■ The problem: Transcribe exactly the line that contains "background shown in this photo." and each line that comes after it in the material, the last line included, and nothing more.

━━━━━━━━━━

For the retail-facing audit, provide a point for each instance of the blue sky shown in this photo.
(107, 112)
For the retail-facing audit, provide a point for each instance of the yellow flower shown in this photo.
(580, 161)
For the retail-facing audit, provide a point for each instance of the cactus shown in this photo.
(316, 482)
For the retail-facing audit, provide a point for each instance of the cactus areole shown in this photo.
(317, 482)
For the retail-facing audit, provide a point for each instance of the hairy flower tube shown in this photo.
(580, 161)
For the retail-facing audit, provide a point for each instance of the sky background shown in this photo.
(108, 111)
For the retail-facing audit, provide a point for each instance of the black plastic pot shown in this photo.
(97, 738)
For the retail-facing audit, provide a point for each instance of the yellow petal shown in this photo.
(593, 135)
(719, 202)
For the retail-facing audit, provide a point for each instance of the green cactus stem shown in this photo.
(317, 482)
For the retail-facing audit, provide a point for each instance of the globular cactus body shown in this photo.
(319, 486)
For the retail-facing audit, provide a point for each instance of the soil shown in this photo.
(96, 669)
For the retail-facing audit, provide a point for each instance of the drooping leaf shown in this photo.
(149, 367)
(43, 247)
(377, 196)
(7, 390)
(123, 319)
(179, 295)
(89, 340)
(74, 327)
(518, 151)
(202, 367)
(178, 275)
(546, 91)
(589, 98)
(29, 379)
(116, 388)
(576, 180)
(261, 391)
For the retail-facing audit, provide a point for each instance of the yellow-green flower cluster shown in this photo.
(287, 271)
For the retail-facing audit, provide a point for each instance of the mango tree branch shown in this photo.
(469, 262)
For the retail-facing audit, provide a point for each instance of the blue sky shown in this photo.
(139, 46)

━━━━━━━━━━

■ Written answer:
For the retail-facing audit, provide a point for each instance of the sky background shown in this photo.
(108, 111)
For the retail-facing audit, provide a point for each instance of the black plastic pot shown in this photo.
(97, 738)
For the retail-facing audit, provide a point for each instance of the yellow petal shown in this photo.
(593, 135)
(719, 202)
For the retail-facing audit, provide a point for each instance of the green cactus stem shown in this photo.
(317, 482)
For the retail-facing audit, provide a point for each instance of the globular cactus body shown in this photo.
(319, 486)
For the retail-facing audit, provide a point for each instance of the soil shown in this photo.
(96, 669)
For the retail-facing audit, provide a point for each instance of the drooping leaf shown in this photo.
(149, 367)
(43, 247)
(377, 196)
(7, 390)
(123, 319)
(179, 295)
(89, 340)
(74, 327)
(518, 151)
(202, 367)
(178, 275)
(546, 91)
(589, 98)
(29, 379)
(116, 388)
(576, 180)
(261, 391)
For the retail-facing audit, provide a point for each instance of the yellow-green flower cluster shown in this photo.
(287, 271)
For the retail-facing audit, provide a point for each instance of the mango tree branch shown in this photo.
(469, 262)
For the retail-facing audit, provide a point for each instance of the blue sky shown in this photo.
(139, 46)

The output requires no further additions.